[begin DATA SUPPLIED]

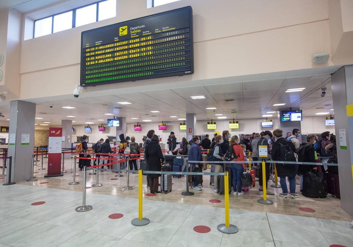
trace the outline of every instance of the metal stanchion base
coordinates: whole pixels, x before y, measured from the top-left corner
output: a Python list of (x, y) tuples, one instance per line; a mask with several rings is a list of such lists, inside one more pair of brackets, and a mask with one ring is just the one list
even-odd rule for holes
[(133, 189), (133, 187), (132, 186), (129, 186), (128, 187), (124, 187), (121, 190), (123, 191), (129, 191), (130, 189)]
[(221, 224), (217, 225), (217, 230), (221, 233), (228, 233), (228, 234), (236, 233), (239, 230), (238, 228), (234, 225), (229, 224), (229, 227), (227, 227), (226, 226), (225, 224)]
[(181, 194), (183, 195), (193, 195), (194, 193), (192, 192), (184, 191), (184, 192), (181, 192)]
[(92, 185), (92, 187), (100, 187), (101, 186), (103, 186), (103, 185), (102, 183), (97, 183), (96, 185)]
[(131, 221), (131, 224), (137, 227), (146, 225), (149, 224), (149, 223), (150, 220), (146, 218), (143, 218), (140, 221), (138, 219), (138, 218), (137, 218)]
[(266, 205), (269, 205), (270, 204), (273, 204), (273, 202), (270, 200), (265, 200), (262, 199), (260, 199), (257, 200), (257, 202), (261, 204), (264, 204)]
[(71, 183), (69, 183), (68, 184), (70, 185), (78, 185), (80, 183), (79, 182), (72, 182)]
[(75, 210), (77, 212), (86, 212), (86, 211), (89, 211), (93, 207), (91, 206), (86, 205), (84, 207), (83, 206), (77, 207)]

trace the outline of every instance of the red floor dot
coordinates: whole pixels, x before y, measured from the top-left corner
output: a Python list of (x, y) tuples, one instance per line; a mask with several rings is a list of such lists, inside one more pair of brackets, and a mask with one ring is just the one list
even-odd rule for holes
[(110, 215), (108, 216), (108, 218), (109, 219), (120, 219), (120, 218), (124, 216), (124, 215), (122, 213), (113, 213), (112, 215)]
[(302, 211), (306, 212), (308, 213), (314, 213), (315, 212), (315, 210), (309, 207), (299, 207), (299, 210), (301, 210)]
[(42, 204), (44, 204), (45, 203), (45, 201), (36, 201), (35, 203), (33, 203), (31, 205), (32, 206), (37, 206), (37, 205), (41, 205)]
[(209, 201), (210, 203), (219, 203), (222, 201), (220, 200), (217, 200), (217, 199), (212, 199), (211, 200), (210, 200)]
[(211, 228), (205, 225), (197, 225), (194, 227), (194, 230), (199, 233), (207, 233), (211, 231)]

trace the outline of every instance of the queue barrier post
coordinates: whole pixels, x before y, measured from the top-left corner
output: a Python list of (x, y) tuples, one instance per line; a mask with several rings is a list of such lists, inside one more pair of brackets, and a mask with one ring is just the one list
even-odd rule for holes
[[(86, 167), (83, 167), (84, 168)], [(84, 176), (86, 175), (85, 172), (84, 174)], [(76, 156), (74, 156), (73, 157), (73, 181), (71, 183), (69, 183), (68, 184), (70, 185), (78, 185), (79, 183), (79, 182), (76, 181)]]
[[(127, 161), (126, 162), (127, 164), (127, 165), (129, 165), (129, 160), (130, 159), (130, 158), (129, 158), (129, 157), (128, 156)], [(119, 164), (120, 164), (120, 163), (119, 163)], [(126, 187), (124, 187), (124, 188), (123, 188), (121, 189), (121, 190), (124, 191), (129, 191), (131, 189), (133, 189), (134, 187), (133, 186), (130, 186), (130, 185), (129, 184), (129, 183), (130, 182), (129, 178), (130, 178), (130, 173), (127, 172), (127, 184), (126, 186)]]
[(83, 167), (83, 190), (82, 193), (82, 205), (76, 207), (75, 210), (77, 212), (86, 212), (93, 208), (91, 206), (86, 205), (86, 167)]
[(16, 183), (14, 182), (11, 181), (11, 170), (12, 166), (12, 156), (10, 156), (8, 157), (8, 165), (7, 166), (7, 171), (6, 173), (8, 174), (8, 179), (7, 183), (5, 183), (3, 185), (14, 185)]
[(261, 204), (263, 204), (268, 205), (273, 204), (273, 202), (270, 200), (267, 200), (267, 188), (266, 186), (266, 164), (265, 161), (264, 159), (262, 159), (262, 188), (263, 195), (263, 198), (262, 199), (259, 199), (257, 200), (257, 202)]
[(131, 221), (131, 224), (139, 227), (149, 223), (149, 219), (142, 217), (142, 170), (140, 169), (138, 170), (138, 218)]
[(228, 181), (229, 175), (228, 172), (226, 172), (225, 176), (223, 176), (224, 179), (224, 193), (225, 200), (225, 216), (226, 223), (224, 224), (221, 224), (217, 226), (217, 230), (223, 233), (232, 234), (238, 232), (238, 228), (234, 225), (232, 225), (229, 223), (229, 184)]
[(34, 157), (35, 156), (34, 155), (32, 155), (32, 175), (31, 176), (30, 179), (26, 180), (27, 182), (33, 182), (33, 181), (36, 181), (38, 180), (36, 178), (36, 177), (33, 176), (33, 172), (34, 171)]
[(277, 169), (276, 168), (276, 163), (274, 163), (275, 167), (275, 184), (271, 185), (271, 187), (274, 188), (281, 188), (281, 186), (278, 184), (278, 176), (277, 176)]

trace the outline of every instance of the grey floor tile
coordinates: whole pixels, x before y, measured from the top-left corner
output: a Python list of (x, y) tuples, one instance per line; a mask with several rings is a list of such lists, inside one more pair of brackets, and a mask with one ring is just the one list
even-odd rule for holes
[(119, 240), (116, 237), (83, 231), (62, 243), (59, 247), (110, 247)]

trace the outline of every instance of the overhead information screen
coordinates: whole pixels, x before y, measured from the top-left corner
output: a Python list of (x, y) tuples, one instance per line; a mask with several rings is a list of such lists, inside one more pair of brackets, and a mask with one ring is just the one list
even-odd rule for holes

[end DATA SUPPLIED]

**PROBLEM REQUIREMENTS**
Write out every line of the records above as a numbered list, leaving out blank lines and the pictures.

**TASK RESPONSE**
1. trace the outline of every instance of the metal stanchion base
2. coordinates: whole pixels, x before y, measured from the top-left corner
3. output: a Python list of (x, y) tuples, one instance per line; a mask with several rings is a list of such lists, inside one more pair of brackets, and a mask with one ring is just the one list
4. even-odd rule for holes
5. [(133, 189), (133, 187), (132, 186), (129, 186), (128, 187), (124, 187), (121, 190), (123, 191), (129, 191), (130, 189)]
6. [(221, 224), (217, 225), (217, 230), (221, 233), (228, 233), (228, 234), (236, 233), (239, 230), (238, 228), (234, 225), (229, 224), (229, 227), (227, 227), (226, 226), (225, 224)]
7. [(181, 194), (183, 195), (193, 195), (194, 193), (192, 192), (184, 191), (184, 192), (181, 192)]
8. [(92, 185), (92, 187), (100, 187), (101, 186), (103, 186), (103, 185), (102, 183), (97, 183), (96, 185)]
9. [(131, 221), (131, 224), (137, 227), (146, 225), (149, 224), (149, 223), (150, 220), (146, 218), (143, 218), (140, 221), (138, 219), (138, 218), (137, 218)]
10. [(266, 205), (269, 205), (270, 204), (273, 204), (273, 202), (270, 200), (265, 200), (262, 199), (260, 199), (257, 200), (257, 202), (261, 204), (264, 204)]
11. [(71, 183), (69, 183), (68, 184), (70, 185), (78, 185), (80, 183), (79, 182), (72, 182)]
12. [(75, 210), (77, 212), (86, 212), (86, 211), (89, 211), (93, 207), (91, 206), (86, 205), (84, 207), (83, 206), (77, 207)]
13. trace the outline of every instance of the red floor dot
14. coordinates: whole pixels, x before y, measured from the top-left corner
15. output: a Python list of (x, y) tuples, one instance per line; a mask with several rings is a list of such lists, inside one more pair of brackets, and a mask with one ring is just the one list
16. even-odd rule for holes
17. [(110, 215), (108, 216), (108, 218), (109, 219), (120, 219), (120, 218), (124, 216), (124, 215), (122, 213), (113, 213), (112, 215)]
18. [(302, 211), (306, 212), (308, 213), (314, 213), (315, 212), (315, 210), (309, 207), (299, 207), (299, 210), (301, 210)]
19. [(42, 204), (44, 204), (45, 203), (45, 201), (36, 201), (35, 203), (33, 203), (31, 205), (32, 206), (37, 206), (37, 205), (41, 205)]
20. [(209, 201), (210, 203), (219, 203), (222, 201), (220, 200), (217, 200), (217, 199), (212, 199), (211, 200), (210, 200)]
21. [(211, 228), (205, 225), (197, 225), (194, 227), (194, 230), (199, 233), (207, 233), (211, 231)]
22. trace the outline of every instance of the queue barrier post
23. coordinates: whole pixels, x before y, measured from the top-left corner
24. output: a Python list of (x, y) tuples, one instance per line; a mask with several rings is a list of such lists, inside one more pair of brackets, and a mask with one ring is just the one list
25. even-odd rule for holes
26. [[(86, 167), (83, 167), (84, 168)], [(84, 176), (86, 175), (85, 172), (84, 174)], [(76, 156), (74, 156), (73, 157), (73, 181), (71, 183), (69, 183), (68, 184), (70, 185), (78, 185), (79, 183), (79, 182), (76, 181)]]
27. [[(127, 161), (126, 162), (127, 164), (127, 165), (129, 165), (129, 160), (130, 159), (130, 158), (129, 158), (129, 157), (128, 156)], [(119, 164), (120, 164), (120, 163), (119, 163)], [(126, 187), (124, 187), (124, 188), (123, 188), (121, 189), (121, 190), (124, 191), (129, 191), (131, 189), (133, 189), (134, 187), (133, 186), (130, 186), (130, 185), (129, 184), (129, 183), (130, 182), (129, 178), (130, 178), (130, 173), (127, 172), (127, 184), (126, 186)]]
28. [(83, 167), (83, 190), (82, 193), (82, 205), (76, 207), (75, 210), (77, 212), (86, 212), (93, 208), (91, 206), (86, 205), (86, 167)]
29. [(16, 183), (14, 182), (11, 181), (11, 170), (12, 166), (12, 156), (10, 156), (8, 157), (8, 165), (7, 166), (7, 171), (6, 173), (8, 174), (8, 179), (7, 183), (5, 183), (3, 185), (14, 185)]
30. [(261, 204), (263, 204), (268, 205), (273, 204), (273, 202), (270, 200), (267, 200), (267, 188), (266, 186), (266, 164), (265, 161), (264, 159), (262, 159), (262, 188), (263, 195), (263, 198), (262, 199), (259, 199), (257, 200), (257, 202)]
31. [(131, 221), (131, 224), (139, 227), (149, 223), (149, 219), (142, 217), (142, 170), (140, 169), (138, 170), (138, 218)]
32. [(228, 181), (229, 175), (228, 172), (226, 172), (225, 176), (223, 176), (224, 179), (224, 193), (225, 200), (225, 216), (226, 223), (224, 224), (221, 224), (217, 226), (217, 230), (223, 233), (232, 234), (238, 232), (238, 228), (234, 225), (232, 225), (229, 223), (229, 184)]
33. [(34, 157), (35, 156), (34, 155), (32, 155), (32, 175), (31, 176), (30, 179), (26, 180), (27, 182), (33, 182), (33, 181), (36, 181), (38, 180), (36, 178), (36, 177), (33, 176), (33, 172), (34, 171)]
34. [(277, 169), (276, 168), (276, 163), (274, 163), (275, 167), (275, 184), (271, 185), (271, 187), (274, 188), (281, 188), (281, 186), (278, 184), (278, 176), (277, 176)]
35. trace the outline of every instance of the grey floor tile
36. coordinates: whole pixels, x before y, measured from the top-left corner
37. output: a Python list of (x, y) tuples, one instance per line; a mask with several rings is a list of such lists, inside one more pair of brackets, and a mask with one ring is just the one list
38. even-odd rule for holes
39. [(119, 240), (116, 237), (83, 231), (62, 243), (59, 247), (110, 247)]
40. trace the outline of every instance of the overhead information screen
41. coordinates: whole pixels, x before y, measured from the top-left corner
42. output: a Python list of (x, y) tuples, one instance per line; a mask with several rings is a list of such lists, inside one more pair of brackets, and a mask with one ring is just the one list
43. even-odd rule for holes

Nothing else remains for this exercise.